Entries on locating named things:
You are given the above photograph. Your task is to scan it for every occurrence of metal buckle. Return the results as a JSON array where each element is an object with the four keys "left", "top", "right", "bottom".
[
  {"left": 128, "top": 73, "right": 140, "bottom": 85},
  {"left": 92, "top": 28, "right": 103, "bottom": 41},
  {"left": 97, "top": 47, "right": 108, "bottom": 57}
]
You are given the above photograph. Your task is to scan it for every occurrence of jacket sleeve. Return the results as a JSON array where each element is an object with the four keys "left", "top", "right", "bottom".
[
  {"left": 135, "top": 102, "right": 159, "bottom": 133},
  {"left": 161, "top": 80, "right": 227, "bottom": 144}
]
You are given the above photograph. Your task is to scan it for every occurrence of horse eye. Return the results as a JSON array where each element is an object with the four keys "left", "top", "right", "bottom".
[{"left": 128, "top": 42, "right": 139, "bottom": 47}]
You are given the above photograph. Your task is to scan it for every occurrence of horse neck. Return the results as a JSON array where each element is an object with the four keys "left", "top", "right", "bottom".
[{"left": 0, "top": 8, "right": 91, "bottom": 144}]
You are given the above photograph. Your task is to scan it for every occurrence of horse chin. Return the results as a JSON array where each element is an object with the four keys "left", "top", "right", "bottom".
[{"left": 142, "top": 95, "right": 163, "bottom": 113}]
---
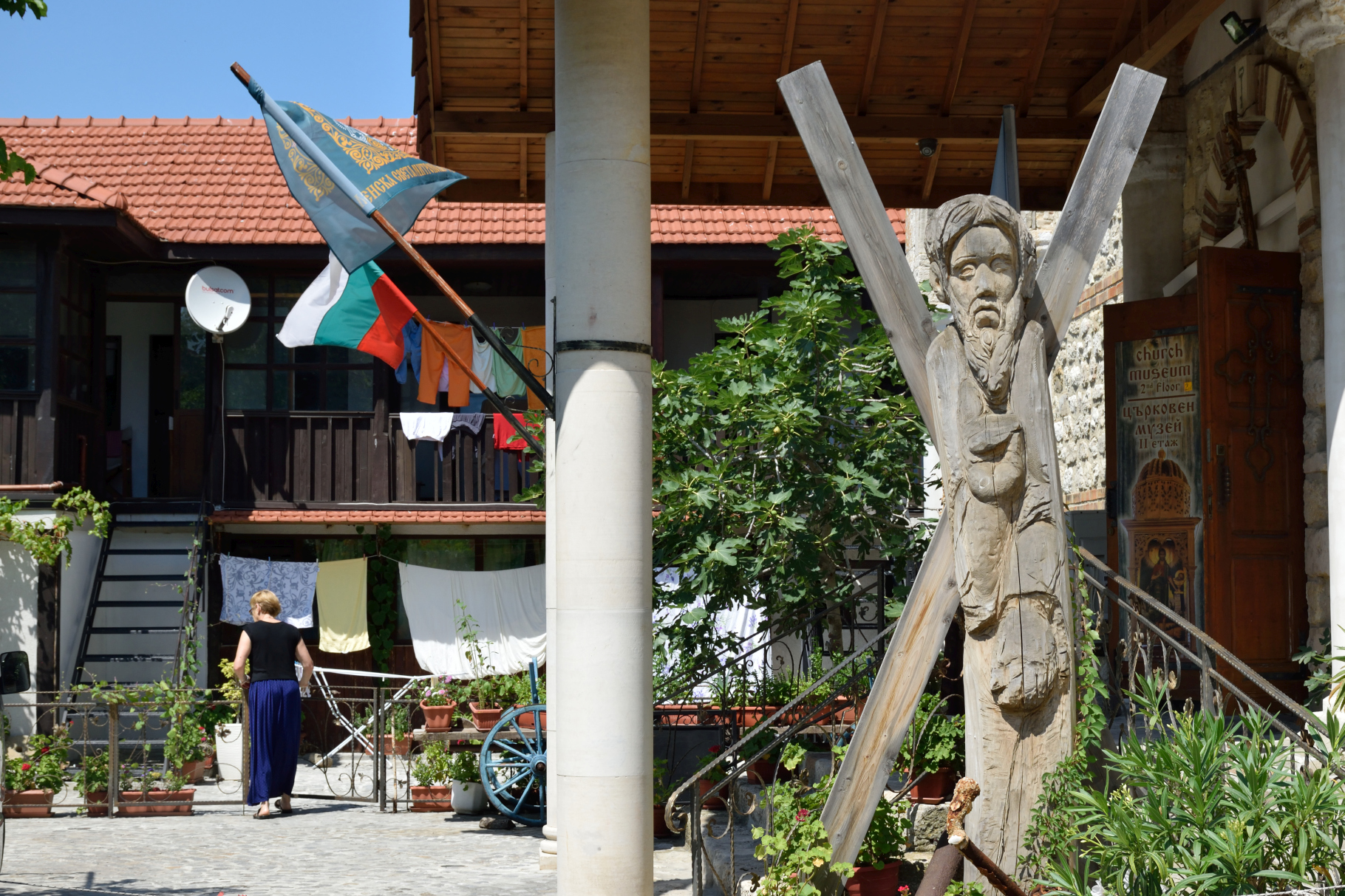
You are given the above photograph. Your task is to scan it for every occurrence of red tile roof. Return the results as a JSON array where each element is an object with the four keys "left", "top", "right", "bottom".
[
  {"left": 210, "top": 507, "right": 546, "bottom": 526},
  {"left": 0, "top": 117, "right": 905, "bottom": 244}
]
* * *
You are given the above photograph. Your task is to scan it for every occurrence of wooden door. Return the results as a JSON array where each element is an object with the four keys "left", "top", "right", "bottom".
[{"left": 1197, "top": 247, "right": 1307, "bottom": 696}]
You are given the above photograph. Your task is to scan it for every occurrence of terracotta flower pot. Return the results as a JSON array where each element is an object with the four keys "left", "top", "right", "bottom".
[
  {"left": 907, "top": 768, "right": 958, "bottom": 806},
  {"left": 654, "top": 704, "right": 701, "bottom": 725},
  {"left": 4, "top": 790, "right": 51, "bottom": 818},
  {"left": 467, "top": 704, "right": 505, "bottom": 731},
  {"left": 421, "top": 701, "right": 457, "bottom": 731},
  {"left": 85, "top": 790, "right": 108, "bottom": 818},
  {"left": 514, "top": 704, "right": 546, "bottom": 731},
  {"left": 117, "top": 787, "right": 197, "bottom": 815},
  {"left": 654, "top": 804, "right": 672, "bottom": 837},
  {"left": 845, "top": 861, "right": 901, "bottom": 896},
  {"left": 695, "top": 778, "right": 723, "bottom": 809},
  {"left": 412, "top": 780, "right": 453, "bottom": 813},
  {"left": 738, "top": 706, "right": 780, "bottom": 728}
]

[TASK DESCRIPTION] Collect every line from the rows above that contains the word "horse", and copy each one out in full.

[ANSWER TO THIS TASK]
You are given the above photograph. Your task is to scan it for every occurrence of horse eye. Return the results as a JSON array where each element is an object with the four keys "left", "top", "right", "bottom".
You are given the above photograph. Your task is to scan it for every occurrence of horse neck. Return the results as a JSON array where each element is an object with the four keys "left", "top", "right", "bottom".
You are given the above photograph. Your task is to scan it for every occurrence of horse chin. Return the results as a JSON array where each element is an object with the four keys "left", "top", "right", "bottom".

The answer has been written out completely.